_Problems and tasks_:
1 - According to the Walter Cronkite piece, during which years was Cronkite the man America trusted to deliver the evening news?
2 - Please print the Walter Cronkite piece from the words "In the tumultuous" up to and including the words "his media peers.".

#### Selected passage ####

Walter Cronkite: a salute to journalism's last hero

Walter Cronkite: a salute to journalism's last hero

Few journalists have aspired to the level of personal bravery displayed by the late Walter Cronkite, who criticized the powers-that-be with as much relish as he reported on them.

In the tumultuous years from 1962 to 1981, Cronkite was the man America had entrusted to their living rooms each evening to tell them the news – from the assassinations of John F. Kennedy and Martin Luther King, to anti-war protests, to Watergate and the Iranian hostage crisis. Admirers included his media peers.

“It’s hard to imagine a man for whom I had more admiration,” Mike Wallace of “60 Minutes” told CNN. “… He was a superb reporter and honorable man.”

“Walter was who I wanted to be when I grew up,” said CBS’s news host Bob Schieffer, 72, who started his career with CBS News in 1969.

#### Extracted entries ####

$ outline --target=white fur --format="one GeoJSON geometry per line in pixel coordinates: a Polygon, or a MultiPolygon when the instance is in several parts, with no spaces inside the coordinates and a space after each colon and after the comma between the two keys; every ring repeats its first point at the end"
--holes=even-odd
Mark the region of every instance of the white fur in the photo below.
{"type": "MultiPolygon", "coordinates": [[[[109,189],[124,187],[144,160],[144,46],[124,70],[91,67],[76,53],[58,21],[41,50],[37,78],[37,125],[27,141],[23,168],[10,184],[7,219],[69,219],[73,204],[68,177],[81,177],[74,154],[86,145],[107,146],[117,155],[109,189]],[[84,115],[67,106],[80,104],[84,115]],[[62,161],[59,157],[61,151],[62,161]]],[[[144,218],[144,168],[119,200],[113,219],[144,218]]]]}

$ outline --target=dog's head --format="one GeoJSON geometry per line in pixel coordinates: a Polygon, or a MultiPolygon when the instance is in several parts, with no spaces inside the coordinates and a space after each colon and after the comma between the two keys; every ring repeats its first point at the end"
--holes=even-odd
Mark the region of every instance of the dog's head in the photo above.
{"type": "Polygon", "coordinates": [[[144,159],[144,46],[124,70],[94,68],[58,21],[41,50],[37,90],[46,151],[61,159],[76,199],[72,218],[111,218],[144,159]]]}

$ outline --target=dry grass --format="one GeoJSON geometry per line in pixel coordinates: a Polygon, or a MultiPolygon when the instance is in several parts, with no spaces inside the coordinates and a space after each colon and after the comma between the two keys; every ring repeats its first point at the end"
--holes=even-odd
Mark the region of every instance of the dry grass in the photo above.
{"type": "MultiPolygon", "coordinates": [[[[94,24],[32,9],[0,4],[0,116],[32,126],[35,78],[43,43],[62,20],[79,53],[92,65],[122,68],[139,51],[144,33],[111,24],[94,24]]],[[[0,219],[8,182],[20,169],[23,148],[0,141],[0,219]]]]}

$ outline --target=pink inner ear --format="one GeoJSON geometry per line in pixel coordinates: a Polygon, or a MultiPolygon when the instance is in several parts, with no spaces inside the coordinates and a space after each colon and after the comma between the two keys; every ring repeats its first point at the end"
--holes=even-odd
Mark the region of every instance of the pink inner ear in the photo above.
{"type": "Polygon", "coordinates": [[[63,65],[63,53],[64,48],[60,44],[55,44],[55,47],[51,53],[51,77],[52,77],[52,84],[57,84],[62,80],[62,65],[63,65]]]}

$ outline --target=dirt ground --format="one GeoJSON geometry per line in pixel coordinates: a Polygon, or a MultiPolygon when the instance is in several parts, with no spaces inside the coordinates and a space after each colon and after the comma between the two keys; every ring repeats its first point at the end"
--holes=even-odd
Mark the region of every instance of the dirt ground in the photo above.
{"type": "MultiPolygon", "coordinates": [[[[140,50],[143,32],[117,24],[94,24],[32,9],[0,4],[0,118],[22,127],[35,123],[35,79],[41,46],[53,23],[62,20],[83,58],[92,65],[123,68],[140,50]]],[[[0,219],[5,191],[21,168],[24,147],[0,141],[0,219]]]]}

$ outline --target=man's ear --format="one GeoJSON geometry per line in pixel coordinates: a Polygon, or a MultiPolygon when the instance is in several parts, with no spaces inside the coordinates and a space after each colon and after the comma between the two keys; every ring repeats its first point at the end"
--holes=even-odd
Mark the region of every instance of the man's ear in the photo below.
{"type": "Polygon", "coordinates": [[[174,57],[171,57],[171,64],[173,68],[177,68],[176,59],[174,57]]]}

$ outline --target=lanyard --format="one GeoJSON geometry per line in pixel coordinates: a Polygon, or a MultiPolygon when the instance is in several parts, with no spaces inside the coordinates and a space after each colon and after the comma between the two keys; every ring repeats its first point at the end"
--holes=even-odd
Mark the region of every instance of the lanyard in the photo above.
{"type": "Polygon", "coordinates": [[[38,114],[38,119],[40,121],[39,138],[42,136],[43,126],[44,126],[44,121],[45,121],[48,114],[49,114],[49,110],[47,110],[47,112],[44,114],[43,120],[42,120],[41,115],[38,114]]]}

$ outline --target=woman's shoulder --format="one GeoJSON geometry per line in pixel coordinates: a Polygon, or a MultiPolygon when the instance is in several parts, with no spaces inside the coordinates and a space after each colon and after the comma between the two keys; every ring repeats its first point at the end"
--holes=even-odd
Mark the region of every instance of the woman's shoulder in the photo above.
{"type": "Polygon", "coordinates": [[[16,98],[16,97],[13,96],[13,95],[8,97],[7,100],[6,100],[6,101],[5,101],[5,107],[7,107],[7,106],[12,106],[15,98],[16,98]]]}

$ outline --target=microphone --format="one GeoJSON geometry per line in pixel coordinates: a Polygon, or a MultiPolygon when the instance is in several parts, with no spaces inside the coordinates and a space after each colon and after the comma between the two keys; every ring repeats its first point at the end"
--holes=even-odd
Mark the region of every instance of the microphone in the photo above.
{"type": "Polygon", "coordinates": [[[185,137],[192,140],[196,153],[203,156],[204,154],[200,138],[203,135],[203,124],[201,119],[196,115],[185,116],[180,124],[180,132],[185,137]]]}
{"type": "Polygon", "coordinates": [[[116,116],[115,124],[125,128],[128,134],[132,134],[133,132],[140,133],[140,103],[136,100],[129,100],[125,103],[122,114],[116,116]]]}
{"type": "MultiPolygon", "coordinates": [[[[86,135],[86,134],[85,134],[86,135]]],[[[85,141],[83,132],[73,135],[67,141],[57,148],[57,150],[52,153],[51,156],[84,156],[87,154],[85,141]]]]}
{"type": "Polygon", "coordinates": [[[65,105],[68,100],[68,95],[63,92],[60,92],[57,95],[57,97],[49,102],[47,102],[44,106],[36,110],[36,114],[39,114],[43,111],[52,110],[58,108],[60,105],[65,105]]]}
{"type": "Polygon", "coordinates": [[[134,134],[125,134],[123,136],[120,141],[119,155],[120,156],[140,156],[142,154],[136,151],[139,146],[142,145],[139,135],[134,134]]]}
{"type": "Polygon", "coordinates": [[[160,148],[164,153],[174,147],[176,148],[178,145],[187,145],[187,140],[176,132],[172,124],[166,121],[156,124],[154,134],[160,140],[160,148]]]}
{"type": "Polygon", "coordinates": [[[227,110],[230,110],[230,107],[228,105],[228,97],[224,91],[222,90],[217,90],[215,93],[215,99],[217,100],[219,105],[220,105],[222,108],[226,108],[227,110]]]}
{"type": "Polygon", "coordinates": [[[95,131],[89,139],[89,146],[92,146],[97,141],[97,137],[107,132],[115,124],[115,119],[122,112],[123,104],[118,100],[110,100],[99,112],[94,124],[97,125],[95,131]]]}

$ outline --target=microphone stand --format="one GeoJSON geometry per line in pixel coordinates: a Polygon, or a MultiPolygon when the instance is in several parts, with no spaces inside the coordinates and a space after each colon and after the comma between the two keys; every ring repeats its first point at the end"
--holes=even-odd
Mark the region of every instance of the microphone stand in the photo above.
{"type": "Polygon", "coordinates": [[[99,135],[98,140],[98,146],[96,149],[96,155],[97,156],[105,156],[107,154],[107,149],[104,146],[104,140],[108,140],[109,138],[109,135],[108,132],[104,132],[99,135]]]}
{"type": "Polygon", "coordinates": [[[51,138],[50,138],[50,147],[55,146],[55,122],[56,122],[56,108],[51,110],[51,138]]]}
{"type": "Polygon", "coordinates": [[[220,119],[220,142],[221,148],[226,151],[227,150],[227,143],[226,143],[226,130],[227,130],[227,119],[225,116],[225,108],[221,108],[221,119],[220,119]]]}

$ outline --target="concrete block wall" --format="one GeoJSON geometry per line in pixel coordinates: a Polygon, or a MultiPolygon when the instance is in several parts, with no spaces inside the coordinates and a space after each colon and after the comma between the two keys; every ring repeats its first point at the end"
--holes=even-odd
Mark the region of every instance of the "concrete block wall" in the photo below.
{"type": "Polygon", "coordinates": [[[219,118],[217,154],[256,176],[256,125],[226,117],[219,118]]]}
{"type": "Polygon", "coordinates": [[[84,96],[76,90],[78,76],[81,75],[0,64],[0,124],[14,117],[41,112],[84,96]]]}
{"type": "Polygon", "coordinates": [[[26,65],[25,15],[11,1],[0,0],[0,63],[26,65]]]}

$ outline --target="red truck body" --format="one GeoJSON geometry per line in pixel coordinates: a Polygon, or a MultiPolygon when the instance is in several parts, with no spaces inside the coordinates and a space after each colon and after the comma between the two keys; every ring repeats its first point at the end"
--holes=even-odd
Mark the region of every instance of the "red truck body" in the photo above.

####

_Outputs in order_:
1 - From 1962 to 1981.

2 -
In the tumultuous years from 1962 to 1981, Cronkite was the man America had entrusted to their living rooms each evening to tell them the news – from the assassinations of John F. Kennedy and Martin Luther King, to anti-war protests, to Watergate and the Iranian hostage crisis. Admirers included his media peers.